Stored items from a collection
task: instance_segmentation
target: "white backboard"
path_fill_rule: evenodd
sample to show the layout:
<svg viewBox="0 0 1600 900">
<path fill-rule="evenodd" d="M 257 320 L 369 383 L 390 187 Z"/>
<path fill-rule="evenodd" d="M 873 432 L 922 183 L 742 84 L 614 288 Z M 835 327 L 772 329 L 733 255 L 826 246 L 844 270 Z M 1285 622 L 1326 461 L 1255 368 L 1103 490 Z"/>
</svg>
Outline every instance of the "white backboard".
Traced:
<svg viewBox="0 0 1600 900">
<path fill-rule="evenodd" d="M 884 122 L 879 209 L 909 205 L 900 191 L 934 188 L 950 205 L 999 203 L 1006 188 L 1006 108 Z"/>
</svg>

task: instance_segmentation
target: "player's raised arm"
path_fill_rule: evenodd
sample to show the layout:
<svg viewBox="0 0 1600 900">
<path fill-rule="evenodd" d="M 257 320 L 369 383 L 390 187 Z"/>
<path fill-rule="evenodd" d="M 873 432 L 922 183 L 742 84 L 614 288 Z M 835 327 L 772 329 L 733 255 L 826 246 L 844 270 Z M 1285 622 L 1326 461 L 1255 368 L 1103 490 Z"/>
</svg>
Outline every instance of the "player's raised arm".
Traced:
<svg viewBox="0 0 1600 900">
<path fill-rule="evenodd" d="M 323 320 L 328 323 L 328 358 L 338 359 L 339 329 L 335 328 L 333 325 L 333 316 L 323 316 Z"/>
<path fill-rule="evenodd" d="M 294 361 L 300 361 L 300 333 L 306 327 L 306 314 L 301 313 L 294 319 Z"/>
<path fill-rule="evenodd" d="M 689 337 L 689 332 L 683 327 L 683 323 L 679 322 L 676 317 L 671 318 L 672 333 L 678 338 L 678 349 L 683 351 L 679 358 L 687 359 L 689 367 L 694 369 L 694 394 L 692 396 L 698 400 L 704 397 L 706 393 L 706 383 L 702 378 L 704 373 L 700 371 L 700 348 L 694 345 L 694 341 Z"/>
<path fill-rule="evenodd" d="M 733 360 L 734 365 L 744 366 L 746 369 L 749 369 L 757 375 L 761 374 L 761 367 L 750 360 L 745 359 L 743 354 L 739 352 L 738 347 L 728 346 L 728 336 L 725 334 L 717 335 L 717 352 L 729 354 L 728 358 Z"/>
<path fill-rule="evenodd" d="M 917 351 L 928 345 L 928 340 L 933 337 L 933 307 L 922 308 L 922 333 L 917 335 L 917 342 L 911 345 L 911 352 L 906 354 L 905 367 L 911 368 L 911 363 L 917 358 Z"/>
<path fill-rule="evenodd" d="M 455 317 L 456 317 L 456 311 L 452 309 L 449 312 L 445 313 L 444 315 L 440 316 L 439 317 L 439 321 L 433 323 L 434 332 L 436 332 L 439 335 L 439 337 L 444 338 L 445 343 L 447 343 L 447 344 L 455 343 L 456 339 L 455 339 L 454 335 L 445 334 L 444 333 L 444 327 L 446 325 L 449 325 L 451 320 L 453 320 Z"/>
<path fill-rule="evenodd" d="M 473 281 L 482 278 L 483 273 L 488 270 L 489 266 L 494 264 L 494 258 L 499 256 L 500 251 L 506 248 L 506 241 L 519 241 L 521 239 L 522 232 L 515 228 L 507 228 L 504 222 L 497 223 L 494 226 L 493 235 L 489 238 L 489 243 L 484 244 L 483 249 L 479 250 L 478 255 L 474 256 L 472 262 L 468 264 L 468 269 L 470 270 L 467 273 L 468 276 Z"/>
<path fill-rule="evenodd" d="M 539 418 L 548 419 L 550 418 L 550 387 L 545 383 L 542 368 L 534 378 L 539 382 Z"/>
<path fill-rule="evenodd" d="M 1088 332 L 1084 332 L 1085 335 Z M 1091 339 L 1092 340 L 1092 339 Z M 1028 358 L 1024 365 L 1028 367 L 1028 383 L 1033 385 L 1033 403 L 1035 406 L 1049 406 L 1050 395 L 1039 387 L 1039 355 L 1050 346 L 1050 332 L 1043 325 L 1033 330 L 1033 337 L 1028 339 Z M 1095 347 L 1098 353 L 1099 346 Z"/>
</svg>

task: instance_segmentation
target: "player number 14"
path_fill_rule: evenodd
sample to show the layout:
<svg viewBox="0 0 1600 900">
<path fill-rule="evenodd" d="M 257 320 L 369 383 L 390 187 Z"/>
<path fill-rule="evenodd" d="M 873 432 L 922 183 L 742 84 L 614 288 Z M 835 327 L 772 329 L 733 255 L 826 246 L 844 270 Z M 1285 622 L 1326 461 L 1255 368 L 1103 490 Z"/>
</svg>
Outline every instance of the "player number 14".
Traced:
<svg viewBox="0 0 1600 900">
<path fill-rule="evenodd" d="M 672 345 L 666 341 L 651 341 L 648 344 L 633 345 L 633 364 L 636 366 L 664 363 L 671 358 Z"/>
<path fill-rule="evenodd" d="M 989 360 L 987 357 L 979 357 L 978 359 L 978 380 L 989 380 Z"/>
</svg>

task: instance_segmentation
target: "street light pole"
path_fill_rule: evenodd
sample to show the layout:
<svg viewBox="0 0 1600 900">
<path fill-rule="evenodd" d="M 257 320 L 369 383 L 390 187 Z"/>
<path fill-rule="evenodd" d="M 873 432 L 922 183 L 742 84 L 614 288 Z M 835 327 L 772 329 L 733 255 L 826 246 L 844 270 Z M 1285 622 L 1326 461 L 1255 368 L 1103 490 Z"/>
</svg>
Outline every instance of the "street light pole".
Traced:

• _TASK INSTRUCTIONS_: All of the records need to be returned exactly as they are.

• _OUTPUT OF THE EXERCISE_:
task: instance_segmentation
target: "white backboard"
path_fill_rule: evenodd
sample to show the layout:
<svg viewBox="0 0 1600 900">
<path fill-rule="evenodd" d="M 257 320 L 369 383 L 390 187 Z"/>
<path fill-rule="evenodd" d="M 873 432 L 922 183 L 742 84 L 614 288 Z M 835 327 L 772 329 L 733 255 L 826 246 L 844 270 Z M 1285 622 L 1326 461 L 1255 368 L 1103 490 Z"/>
</svg>
Outline every instance of the "white backboard".
Traced:
<svg viewBox="0 0 1600 900">
<path fill-rule="evenodd" d="M 884 122 L 879 209 L 909 205 L 900 191 L 934 188 L 950 205 L 999 203 L 1006 188 L 1006 108 Z"/>
</svg>

task: instance_segmentation
target: "player's raised arm"
path_fill_rule: evenodd
sample to show the layout:
<svg viewBox="0 0 1600 900">
<path fill-rule="evenodd" d="M 257 320 L 369 383 L 390 187 Z"/>
<path fill-rule="evenodd" d="M 873 432 L 922 183 L 742 84 L 614 288 Z M 835 327 L 772 329 L 733 255 L 826 246 L 844 270 Z M 1285 622 L 1326 461 L 1255 368 L 1103 490 Z"/>
</svg>
Outline every instance of the "player's raised arm".
Traced:
<svg viewBox="0 0 1600 900">
<path fill-rule="evenodd" d="M 323 320 L 328 323 L 328 358 L 338 359 L 339 329 L 335 328 L 333 325 L 333 316 L 323 316 Z"/>
<path fill-rule="evenodd" d="M 294 361 L 300 361 L 300 333 L 306 327 L 306 314 L 301 313 L 294 319 Z"/>
<path fill-rule="evenodd" d="M 689 337 L 689 332 L 683 327 L 683 323 L 679 322 L 676 317 L 671 318 L 672 333 L 678 338 L 678 349 L 683 351 L 679 358 L 687 359 L 689 367 L 694 369 L 694 394 L 692 396 L 698 400 L 704 397 L 706 393 L 706 383 L 702 378 L 704 373 L 700 371 L 700 348 L 694 345 L 694 341 Z"/>
<path fill-rule="evenodd" d="M 733 360 L 734 365 L 744 366 L 746 369 L 749 369 L 757 375 L 761 374 L 761 367 L 750 360 L 745 359 L 743 354 L 739 352 L 738 347 L 728 346 L 728 336 L 725 334 L 717 335 L 717 352 L 729 354 L 728 358 Z"/>
<path fill-rule="evenodd" d="M 917 351 L 928 345 L 928 340 L 933 337 L 933 307 L 922 308 L 922 333 L 917 335 L 917 342 L 911 345 L 911 352 L 906 354 L 905 367 L 911 368 L 911 363 L 917 358 Z"/>
<path fill-rule="evenodd" d="M 455 317 L 456 317 L 456 311 L 452 309 L 449 312 L 445 313 L 444 315 L 440 316 L 439 317 L 439 321 L 433 323 L 434 332 L 436 332 L 439 335 L 439 337 L 444 338 L 445 343 L 447 343 L 447 344 L 455 343 L 456 339 L 455 339 L 454 335 L 445 334 L 444 333 L 444 327 L 446 325 L 449 325 L 451 320 L 453 320 Z"/>
<path fill-rule="evenodd" d="M 473 281 L 482 278 L 483 273 L 488 270 L 489 266 L 494 264 L 494 258 L 499 256 L 500 251 L 506 248 L 506 241 L 519 241 L 521 239 L 522 232 L 515 228 L 507 228 L 504 222 L 497 223 L 494 226 L 493 235 L 489 238 L 489 243 L 484 244 L 483 249 L 479 250 L 478 255 L 474 256 L 472 262 L 468 264 L 468 269 L 470 270 L 467 273 L 468 276 Z"/>
<path fill-rule="evenodd" d="M 539 418 L 548 419 L 550 418 L 550 387 L 545 383 L 542 368 L 534 378 L 539 382 Z"/>
<path fill-rule="evenodd" d="M 1088 332 L 1084 332 L 1085 335 Z M 1091 339 L 1092 340 L 1092 339 Z M 1028 358 L 1024 365 L 1028 367 L 1028 383 L 1033 385 L 1033 403 L 1035 406 L 1049 406 L 1050 395 L 1039 387 L 1039 355 L 1050 346 L 1050 332 L 1043 325 L 1033 330 L 1033 337 L 1028 339 Z M 1095 347 L 1098 353 L 1099 346 Z"/>
</svg>

task: instance_segmentation
target: "player number 14"
path_fill_rule: evenodd
sample to show the layout:
<svg viewBox="0 0 1600 900">
<path fill-rule="evenodd" d="M 257 320 L 369 383 L 390 187 Z"/>
<path fill-rule="evenodd" d="M 873 432 L 922 183 L 742 84 L 614 288 Z M 835 327 L 772 329 L 733 255 L 826 246 L 844 270 Z M 1285 622 L 1326 461 L 1255 368 L 1103 490 Z"/>
</svg>
Outline every instance of the "player number 14".
Traced:
<svg viewBox="0 0 1600 900">
<path fill-rule="evenodd" d="M 672 345 L 666 341 L 651 341 L 648 344 L 633 345 L 633 364 L 636 366 L 664 363 L 671 358 Z"/>
<path fill-rule="evenodd" d="M 989 360 L 987 357 L 979 357 L 978 359 L 978 380 L 989 380 Z"/>
</svg>

task: instance_segmentation
target: "street light pole"
path_fill_rule: evenodd
sample to show the layout:
<svg viewBox="0 0 1600 900">
<path fill-rule="evenodd" d="M 257 320 L 369 383 L 390 187 Z"/>
<path fill-rule="evenodd" d="M 873 432 L 922 183 L 742 84 L 614 288 Z M 835 327 L 772 329 L 733 255 L 826 246 L 844 270 Z M 1285 622 L 1326 461 L 1255 368 L 1103 490 Z"/>
</svg>
Outline every instance of the "street light pole".
Traced:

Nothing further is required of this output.